┏━━

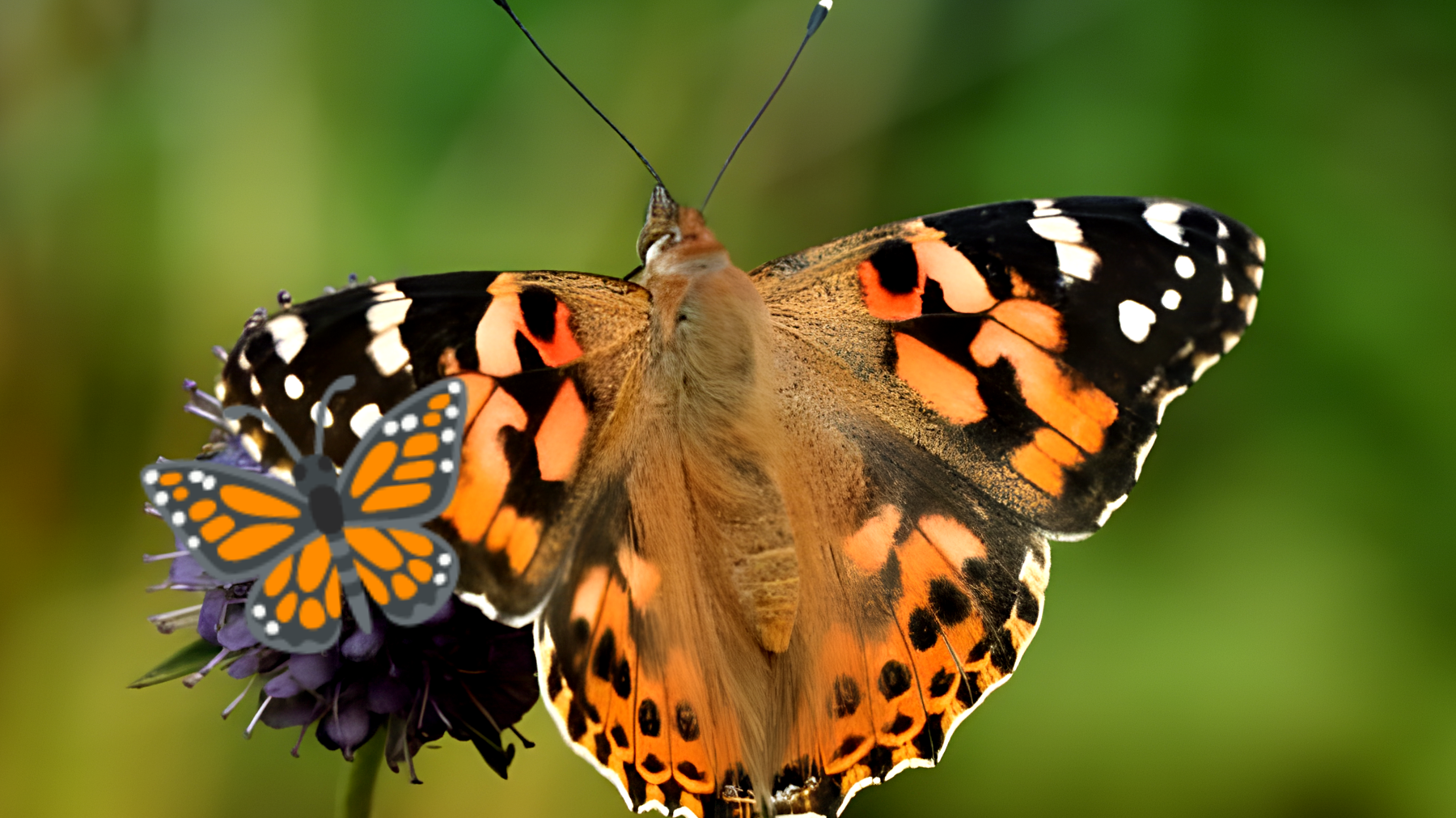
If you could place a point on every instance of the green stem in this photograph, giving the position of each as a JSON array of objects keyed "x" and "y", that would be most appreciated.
[{"x": 356, "y": 794}]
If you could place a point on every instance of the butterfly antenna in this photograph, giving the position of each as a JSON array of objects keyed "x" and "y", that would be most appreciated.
[
  {"x": 236, "y": 412},
  {"x": 562, "y": 74},
  {"x": 320, "y": 409},
  {"x": 815, "y": 19}
]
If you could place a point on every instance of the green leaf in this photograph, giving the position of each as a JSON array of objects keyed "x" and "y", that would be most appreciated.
[{"x": 185, "y": 661}]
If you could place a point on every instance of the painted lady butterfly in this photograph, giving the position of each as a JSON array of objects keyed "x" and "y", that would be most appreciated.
[{"x": 781, "y": 532}]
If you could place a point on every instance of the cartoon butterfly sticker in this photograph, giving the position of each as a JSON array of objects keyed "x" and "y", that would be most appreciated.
[{"x": 351, "y": 535}]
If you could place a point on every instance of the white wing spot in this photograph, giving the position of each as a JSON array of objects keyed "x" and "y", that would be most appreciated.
[
  {"x": 328, "y": 415},
  {"x": 1057, "y": 229},
  {"x": 1136, "y": 320},
  {"x": 1164, "y": 218},
  {"x": 387, "y": 313},
  {"x": 1201, "y": 362},
  {"x": 290, "y": 335},
  {"x": 1073, "y": 258},
  {"x": 364, "y": 419},
  {"x": 1077, "y": 261},
  {"x": 252, "y": 448},
  {"x": 387, "y": 353},
  {"x": 1111, "y": 506},
  {"x": 1166, "y": 399},
  {"x": 1142, "y": 456}
]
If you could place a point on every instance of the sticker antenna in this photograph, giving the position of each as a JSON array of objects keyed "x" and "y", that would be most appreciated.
[
  {"x": 562, "y": 74},
  {"x": 815, "y": 19}
]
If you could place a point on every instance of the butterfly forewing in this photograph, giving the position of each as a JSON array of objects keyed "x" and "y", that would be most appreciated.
[
  {"x": 233, "y": 521},
  {"x": 1033, "y": 345},
  {"x": 407, "y": 464}
]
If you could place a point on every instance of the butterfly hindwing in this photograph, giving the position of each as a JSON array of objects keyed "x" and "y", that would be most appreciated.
[
  {"x": 296, "y": 604},
  {"x": 407, "y": 571},
  {"x": 233, "y": 521},
  {"x": 1033, "y": 345}
]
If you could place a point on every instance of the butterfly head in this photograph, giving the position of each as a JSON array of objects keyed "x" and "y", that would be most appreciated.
[{"x": 676, "y": 240}]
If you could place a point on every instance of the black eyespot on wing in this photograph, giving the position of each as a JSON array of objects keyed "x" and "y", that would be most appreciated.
[
  {"x": 895, "y": 679},
  {"x": 846, "y": 696},
  {"x": 922, "y": 629},
  {"x": 604, "y": 655},
  {"x": 648, "y": 719},
  {"x": 686, "y": 723},
  {"x": 951, "y": 604},
  {"x": 899, "y": 271},
  {"x": 539, "y": 312}
]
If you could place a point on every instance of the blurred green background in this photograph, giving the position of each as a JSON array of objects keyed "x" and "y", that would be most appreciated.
[{"x": 1267, "y": 629}]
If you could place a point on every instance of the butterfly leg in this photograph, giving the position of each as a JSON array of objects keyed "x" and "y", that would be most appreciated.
[{"x": 349, "y": 581}]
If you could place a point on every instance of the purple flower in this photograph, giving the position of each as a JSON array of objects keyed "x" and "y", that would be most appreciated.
[{"x": 459, "y": 674}]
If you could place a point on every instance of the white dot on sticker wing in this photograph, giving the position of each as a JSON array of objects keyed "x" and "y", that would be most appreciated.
[{"x": 1136, "y": 320}]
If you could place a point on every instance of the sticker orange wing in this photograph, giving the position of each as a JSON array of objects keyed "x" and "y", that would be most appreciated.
[
  {"x": 235, "y": 523},
  {"x": 407, "y": 571},
  {"x": 542, "y": 355},
  {"x": 296, "y": 606},
  {"x": 407, "y": 464},
  {"x": 1034, "y": 344}
]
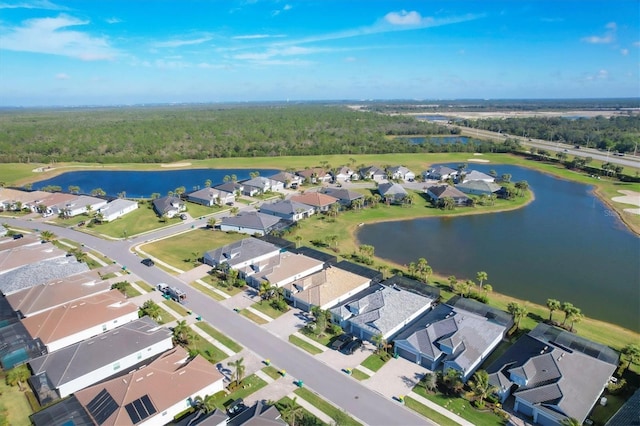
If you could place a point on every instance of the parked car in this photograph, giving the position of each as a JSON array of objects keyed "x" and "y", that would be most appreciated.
[
  {"x": 147, "y": 262},
  {"x": 341, "y": 341},
  {"x": 352, "y": 346}
]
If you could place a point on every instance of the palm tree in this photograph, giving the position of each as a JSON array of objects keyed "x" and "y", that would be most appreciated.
[
  {"x": 238, "y": 366},
  {"x": 481, "y": 277},
  {"x": 518, "y": 311},
  {"x": 553, "y": 305},
  {"x": 480, "y": 385}
]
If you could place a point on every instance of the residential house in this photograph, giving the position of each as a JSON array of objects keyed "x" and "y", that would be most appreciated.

┗━━

STATED EXERCISE — Pictures in the records should not appear in your copy, but everything else must be transcribed exactly.

IN RESPONSE —
If you could place a point on every instance of the green stem in this photograph, giving the position of each as a JSON array of objects keyed "x" and "y", that would be most appreciated.
[{"x": 356, "y": 794}]
If you could place a point on every instance of the butterfly antenna in this photograph, giving the position of each as a JSON array of objects keyed "x" and "y", that would be most appreciated.
[
  {"x": 236, "y": 412},
  {"x": 562, "y": 74},
  {"x": 320, "y": 409},
  {"x": 815, "y": 19}
]
If you could place a point on every instance of the green leaf in this photograph, giving the position of each as a JSON array of objects keyed "x" and "y", that would be most appreciated.
[{"x": 185, "y": 661}]
If you could place a point on every instance of the painted lady butterfly in this photograph, giving the position of each as a JSON array of objects keyed "x" and "y", that would be most appreciated.
[{"x": 781, "y": 532}]
If you could place a point on every instance of the cartoon butterfly sticker in this photograph, giving the position of each as a JSON array of objects keyed "x" and "y", that would be most appreciated.
[{"x": 351, "y": 535}]
If you could place a point on every instance of the white wing spot in this photograph, giving the position of each as a JSON array of objects keyed "x" and "y", that would be most appreciated.
[
  {"x": 328, "y": 415},
  {"x": 1057, "y": 229},
  {"x": 1136, "y": 320},
  {"x": 1164, "y": 218},
  {"x": 387, "y": 313},
  {"x": 1201, "y": 362},
  {"x": 290, "y": 335},
  {"x": 1073, "y": 258},
  {"x": 364, "y": 419},
  {"x": 1077, "y": 261},
  {"x": 252, "y": 448},
  {"x": 387, "y": 353},
  {"x": 1111, "y": 506},
  {"x": 1166, "y": 399},
  {"x": 1142, "y": 456}
]
If you could place a point on every instance of the sticker antenna in this photograph, giving the position of each as a JSON array of objects keyed "x" and "y", that would be most appreciated.
[
  {"x": 562, "y": 74},
  {"x": 815, "y": 19}
]
If you could place a point on every instance of the butterfly forewing in this photograph, giving the position of each as a JSON array of objects keyed "x" and "y", that would be most appreciated.
[
  {"x": 233, "y": 521},
  {"x": 1033, "y": 345},
  {"x": 407, "y": 464}
]
If you could place a point on every instance of the butterfly hindwing in this photograph, giving the position of each as a JSON array of objects keyed "x" and "y", that would be most appreciated.
[
  {"x": 296, "y": 604},
  {"x": 407, "y": 571},
  {"x": 233, "y": 521},
  {"x": 1033, "y": 345}
]
If you could place a point on every instance of the butterfly head in this photograph, giving the position of each as a JSON array of objects keyed "x" and "y", that would be most appreciated.
[{"x": 676, "y": 240}]
If you could place a point on every instance of the black eyespot on wing in this photograph, giving the position of each as a JSON array of objects keyed "x" and "y", that would be most appreciated.
[
  {"x": 895, "y": 679},
  {"x": 846, "y": 696},
  {"x": 922, "y": 629},
  {"x": 604, "y": 655},
  {"x": 648, "y": 719},
  {"x": 686, "y": 723},
  {"x": 951, "y": 604},
  {"x": 899, "y": 271},
  {"x": 539, "y": 312}
]
If you could place a point on every instance of the blurred green background in this photograph, giving the position of each as a JSON array of objects keyed "x" and "y", that would be most appreciated.
[{"x": 1267, "y": 629}]
If you could place a point on every instance of the butterfly leg in this photograph, giving the position of each as a JSON array of objects keyed "x" and "y", that would be most appreciated.
[{"x": 349, "y": 581}]
If you could place a point on every instance of the purple flower in this photograph, giving the position of each as a JSON array of objects keyed "x" and "y", that would be most appreciated.
[{"x": 459, "y": 674}]
If you could place a point on every instance of the white dot on sticker wing in this photograph, giving the position of each as a JSON array of objects keyed "x" and "y", that would be most appreciated.
[{"x": 1136, "y": 320}]
If you could place a point on every instance of the sticker orange wing in this photograph, giving the position of each as a JSON array of objects keyed "x" and "y", that would be most appreciated.
[
  {"x": 235, "y": 523},
  {"x": 407, "y": 571},
  {"x": 542, "y": 355},
  {"x": 296, "y": 606},
  {"x": 407, "y": 464},
  {"x": 1034, "y": 344}
]
If you could place a point on every instance of the parked car in this photograph, giving the position of each as a JSON array of objects keyed "x" and "y", that would be most appreciated.
[
  {"x": 147, "y": 262},
  {"x": 341, "y": 341},
  {"x": 352, "y": 346}
]
If you could place a point on every instance of the palm tree in this photograph, giving the position of each as a JSON array of objects keyed "x" and "y", that would be most appreciated.
[
  {"x": 238, "y": 366},
  {"x": 481, "y": 277},
  {"x": 518, "y": 311},
  {"x": 553, "y": 305},
  {"x": 480, "y": 385}
]
If you could place a point on every instance of the residential house in this photograph, giving the position of each as a JSON array of objects keyed "x" and "y", that would be most appreciated.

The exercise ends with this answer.